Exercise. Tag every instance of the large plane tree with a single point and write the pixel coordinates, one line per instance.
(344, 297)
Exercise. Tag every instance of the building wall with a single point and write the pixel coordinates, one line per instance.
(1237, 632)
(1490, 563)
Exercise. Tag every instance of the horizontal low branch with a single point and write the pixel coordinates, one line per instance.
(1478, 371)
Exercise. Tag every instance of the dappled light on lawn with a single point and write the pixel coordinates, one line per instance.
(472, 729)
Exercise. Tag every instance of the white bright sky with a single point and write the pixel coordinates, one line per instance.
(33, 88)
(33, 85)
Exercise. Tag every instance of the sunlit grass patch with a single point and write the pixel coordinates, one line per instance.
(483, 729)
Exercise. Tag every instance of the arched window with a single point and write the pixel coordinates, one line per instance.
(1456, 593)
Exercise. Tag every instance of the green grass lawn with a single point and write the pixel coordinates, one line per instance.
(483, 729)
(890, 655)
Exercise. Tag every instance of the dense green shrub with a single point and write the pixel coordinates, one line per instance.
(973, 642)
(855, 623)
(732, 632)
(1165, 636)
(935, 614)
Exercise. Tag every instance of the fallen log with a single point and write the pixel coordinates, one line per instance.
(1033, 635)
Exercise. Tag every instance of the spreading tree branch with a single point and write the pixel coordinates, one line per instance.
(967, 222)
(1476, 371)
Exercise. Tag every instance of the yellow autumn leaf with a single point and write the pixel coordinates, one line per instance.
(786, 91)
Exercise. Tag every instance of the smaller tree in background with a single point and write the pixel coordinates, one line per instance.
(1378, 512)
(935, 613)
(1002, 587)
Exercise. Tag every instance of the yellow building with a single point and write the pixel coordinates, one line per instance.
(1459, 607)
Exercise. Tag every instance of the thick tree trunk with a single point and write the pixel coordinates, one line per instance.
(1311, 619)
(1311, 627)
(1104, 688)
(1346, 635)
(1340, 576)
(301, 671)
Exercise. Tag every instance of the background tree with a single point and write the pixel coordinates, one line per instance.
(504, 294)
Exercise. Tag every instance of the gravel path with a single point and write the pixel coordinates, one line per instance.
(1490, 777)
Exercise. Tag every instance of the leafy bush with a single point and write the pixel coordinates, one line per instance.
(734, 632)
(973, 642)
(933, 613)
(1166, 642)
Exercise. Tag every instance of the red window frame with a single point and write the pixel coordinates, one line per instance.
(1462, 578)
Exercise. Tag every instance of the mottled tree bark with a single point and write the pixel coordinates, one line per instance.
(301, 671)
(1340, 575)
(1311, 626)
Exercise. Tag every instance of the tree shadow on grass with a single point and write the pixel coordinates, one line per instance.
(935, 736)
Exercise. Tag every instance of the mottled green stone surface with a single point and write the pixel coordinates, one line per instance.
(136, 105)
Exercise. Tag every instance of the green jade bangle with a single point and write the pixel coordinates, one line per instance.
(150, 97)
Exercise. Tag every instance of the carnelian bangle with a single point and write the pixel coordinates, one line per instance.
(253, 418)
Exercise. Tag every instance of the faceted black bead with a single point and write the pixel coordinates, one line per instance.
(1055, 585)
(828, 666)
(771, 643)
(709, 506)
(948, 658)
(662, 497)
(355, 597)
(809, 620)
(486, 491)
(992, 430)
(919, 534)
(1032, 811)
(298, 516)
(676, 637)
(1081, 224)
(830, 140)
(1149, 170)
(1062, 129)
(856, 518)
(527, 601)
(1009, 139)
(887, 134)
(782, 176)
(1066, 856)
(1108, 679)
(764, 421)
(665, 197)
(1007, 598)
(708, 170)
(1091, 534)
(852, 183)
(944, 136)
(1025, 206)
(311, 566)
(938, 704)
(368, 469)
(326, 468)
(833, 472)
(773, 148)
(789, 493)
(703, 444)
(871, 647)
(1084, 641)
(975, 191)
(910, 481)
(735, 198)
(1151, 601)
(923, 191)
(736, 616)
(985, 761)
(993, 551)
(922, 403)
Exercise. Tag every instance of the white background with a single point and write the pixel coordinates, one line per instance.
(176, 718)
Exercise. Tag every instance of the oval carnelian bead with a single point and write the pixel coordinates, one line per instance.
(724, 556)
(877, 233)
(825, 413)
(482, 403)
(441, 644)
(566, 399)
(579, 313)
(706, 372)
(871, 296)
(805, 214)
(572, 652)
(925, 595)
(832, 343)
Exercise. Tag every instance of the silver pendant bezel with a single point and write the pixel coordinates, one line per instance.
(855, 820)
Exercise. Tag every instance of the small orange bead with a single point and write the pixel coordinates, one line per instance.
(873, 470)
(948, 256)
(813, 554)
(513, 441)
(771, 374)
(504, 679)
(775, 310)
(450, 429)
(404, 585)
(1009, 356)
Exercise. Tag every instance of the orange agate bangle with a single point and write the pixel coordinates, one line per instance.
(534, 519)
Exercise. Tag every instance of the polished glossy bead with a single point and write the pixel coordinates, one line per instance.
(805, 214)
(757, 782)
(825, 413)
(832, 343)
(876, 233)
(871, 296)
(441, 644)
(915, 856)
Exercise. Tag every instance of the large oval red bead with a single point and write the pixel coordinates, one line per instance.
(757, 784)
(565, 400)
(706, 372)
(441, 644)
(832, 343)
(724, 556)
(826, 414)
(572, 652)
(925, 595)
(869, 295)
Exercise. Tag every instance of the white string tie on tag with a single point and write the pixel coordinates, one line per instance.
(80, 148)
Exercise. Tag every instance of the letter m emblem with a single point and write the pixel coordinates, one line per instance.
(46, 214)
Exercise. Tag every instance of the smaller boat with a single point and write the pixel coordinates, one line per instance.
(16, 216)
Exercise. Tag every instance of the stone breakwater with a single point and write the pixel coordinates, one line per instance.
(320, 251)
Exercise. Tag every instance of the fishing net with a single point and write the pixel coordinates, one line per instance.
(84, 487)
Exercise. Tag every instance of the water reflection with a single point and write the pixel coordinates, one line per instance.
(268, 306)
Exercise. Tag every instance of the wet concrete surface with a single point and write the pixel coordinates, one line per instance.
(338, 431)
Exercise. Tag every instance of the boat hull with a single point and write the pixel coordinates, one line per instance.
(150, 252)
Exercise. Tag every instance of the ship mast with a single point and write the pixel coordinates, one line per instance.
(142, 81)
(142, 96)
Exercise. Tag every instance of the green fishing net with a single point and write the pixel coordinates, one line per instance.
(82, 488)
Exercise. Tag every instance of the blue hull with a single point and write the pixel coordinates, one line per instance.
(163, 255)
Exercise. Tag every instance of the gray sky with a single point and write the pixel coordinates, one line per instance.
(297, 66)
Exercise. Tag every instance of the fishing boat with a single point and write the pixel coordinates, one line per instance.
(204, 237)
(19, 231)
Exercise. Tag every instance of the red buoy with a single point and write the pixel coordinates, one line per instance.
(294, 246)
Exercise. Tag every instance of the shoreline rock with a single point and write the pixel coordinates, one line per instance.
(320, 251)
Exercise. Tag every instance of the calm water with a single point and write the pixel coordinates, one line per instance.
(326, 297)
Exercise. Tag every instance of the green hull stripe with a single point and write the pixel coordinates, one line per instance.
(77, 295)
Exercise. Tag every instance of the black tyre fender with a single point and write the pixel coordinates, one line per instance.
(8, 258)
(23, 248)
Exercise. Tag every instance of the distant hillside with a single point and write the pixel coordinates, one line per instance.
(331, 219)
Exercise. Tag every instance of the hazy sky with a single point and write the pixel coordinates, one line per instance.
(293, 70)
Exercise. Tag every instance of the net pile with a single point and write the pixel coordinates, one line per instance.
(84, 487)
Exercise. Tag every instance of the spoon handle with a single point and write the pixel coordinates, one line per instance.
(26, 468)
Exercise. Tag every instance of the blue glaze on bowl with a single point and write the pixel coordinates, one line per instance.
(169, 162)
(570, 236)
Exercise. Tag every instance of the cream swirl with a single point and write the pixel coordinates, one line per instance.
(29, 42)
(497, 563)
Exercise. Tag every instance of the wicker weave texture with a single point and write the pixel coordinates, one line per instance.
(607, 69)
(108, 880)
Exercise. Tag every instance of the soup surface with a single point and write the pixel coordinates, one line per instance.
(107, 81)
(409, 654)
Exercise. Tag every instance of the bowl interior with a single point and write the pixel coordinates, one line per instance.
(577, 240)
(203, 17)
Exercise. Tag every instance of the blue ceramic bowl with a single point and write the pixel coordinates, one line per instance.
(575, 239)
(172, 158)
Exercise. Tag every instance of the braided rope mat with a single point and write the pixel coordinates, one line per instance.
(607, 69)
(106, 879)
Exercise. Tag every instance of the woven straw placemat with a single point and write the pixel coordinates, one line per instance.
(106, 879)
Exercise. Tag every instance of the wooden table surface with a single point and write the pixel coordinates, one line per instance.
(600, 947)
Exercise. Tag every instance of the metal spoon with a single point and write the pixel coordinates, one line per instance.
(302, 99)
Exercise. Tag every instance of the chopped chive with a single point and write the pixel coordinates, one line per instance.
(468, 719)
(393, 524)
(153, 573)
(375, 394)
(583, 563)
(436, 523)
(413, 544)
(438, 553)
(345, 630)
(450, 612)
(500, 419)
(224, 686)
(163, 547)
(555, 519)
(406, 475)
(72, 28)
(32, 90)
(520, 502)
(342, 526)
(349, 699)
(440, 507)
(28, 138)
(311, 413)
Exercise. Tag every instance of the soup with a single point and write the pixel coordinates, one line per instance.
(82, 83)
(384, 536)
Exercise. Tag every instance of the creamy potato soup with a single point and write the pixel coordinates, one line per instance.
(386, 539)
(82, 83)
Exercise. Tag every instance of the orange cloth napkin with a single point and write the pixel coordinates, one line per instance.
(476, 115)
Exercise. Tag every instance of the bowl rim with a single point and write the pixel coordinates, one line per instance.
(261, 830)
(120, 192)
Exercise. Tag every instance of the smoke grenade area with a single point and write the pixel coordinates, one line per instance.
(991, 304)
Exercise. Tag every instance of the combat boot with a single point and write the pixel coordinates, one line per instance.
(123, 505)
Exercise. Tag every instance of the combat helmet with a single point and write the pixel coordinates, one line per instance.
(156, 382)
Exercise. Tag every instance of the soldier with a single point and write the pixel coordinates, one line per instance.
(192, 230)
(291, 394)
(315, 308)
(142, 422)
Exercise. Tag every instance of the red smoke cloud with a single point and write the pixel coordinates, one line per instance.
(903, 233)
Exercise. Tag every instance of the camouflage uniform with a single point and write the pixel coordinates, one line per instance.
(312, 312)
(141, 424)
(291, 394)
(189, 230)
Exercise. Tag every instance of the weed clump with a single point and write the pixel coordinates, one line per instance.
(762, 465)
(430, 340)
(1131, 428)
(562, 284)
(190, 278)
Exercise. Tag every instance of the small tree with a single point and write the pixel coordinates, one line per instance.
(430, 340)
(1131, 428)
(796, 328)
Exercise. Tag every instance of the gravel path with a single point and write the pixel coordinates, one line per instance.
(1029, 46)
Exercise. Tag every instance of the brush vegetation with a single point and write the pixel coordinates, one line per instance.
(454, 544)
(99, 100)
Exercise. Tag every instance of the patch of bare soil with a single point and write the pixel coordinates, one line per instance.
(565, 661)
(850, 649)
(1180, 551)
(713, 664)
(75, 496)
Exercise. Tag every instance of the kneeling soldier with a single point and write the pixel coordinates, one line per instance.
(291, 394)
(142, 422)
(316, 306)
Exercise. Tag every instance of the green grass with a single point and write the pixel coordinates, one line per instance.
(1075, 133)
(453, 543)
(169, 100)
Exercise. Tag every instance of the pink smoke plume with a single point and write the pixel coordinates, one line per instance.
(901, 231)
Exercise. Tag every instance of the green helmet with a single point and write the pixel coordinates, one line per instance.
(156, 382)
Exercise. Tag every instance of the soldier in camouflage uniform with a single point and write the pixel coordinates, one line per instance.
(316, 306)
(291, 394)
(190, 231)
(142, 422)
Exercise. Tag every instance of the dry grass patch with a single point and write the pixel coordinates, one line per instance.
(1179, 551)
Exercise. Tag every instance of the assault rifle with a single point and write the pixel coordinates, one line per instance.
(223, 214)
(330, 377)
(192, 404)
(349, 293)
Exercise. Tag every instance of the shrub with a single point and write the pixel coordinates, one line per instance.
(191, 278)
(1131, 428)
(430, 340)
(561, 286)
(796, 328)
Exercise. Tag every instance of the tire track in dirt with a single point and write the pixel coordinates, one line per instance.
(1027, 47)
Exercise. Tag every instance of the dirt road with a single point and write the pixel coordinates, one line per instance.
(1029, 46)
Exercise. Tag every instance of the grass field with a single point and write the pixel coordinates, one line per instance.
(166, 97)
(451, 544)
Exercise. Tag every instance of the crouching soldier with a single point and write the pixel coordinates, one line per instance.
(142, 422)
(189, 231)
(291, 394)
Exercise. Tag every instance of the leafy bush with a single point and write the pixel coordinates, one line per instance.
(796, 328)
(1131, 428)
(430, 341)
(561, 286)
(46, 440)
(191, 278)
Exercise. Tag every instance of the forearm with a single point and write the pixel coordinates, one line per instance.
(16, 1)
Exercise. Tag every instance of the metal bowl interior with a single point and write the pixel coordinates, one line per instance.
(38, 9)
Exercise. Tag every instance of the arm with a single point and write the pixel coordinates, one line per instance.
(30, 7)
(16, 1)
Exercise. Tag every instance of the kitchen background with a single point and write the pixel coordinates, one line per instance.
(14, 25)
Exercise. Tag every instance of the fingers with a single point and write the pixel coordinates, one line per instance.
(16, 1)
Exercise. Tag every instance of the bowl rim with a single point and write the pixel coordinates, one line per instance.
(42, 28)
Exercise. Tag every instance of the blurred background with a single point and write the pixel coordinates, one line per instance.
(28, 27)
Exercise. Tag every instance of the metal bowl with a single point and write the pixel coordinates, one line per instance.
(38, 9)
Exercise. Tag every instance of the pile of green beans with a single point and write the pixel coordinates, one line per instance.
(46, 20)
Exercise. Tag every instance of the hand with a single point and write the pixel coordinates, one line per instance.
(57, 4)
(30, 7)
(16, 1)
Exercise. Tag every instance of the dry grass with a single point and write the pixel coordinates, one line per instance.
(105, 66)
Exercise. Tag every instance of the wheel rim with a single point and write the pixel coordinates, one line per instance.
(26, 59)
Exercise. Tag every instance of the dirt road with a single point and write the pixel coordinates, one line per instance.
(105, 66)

◇ ◇ ◇

Requirements: Print the part of the records that opens with the line containing "Exercise. Tag every instance of the wheel" and continues through the end of the records, that line included, with every line unchanged.

The solution:
Exercise. Tag every instance of the wheel rim with a single point and write the pixel coordinates, one line per instance.
(26, 59)
Exercise. Tag every instance of the dirt road with a single point and write the pixel coordinates, one line per instance.
(105, 66)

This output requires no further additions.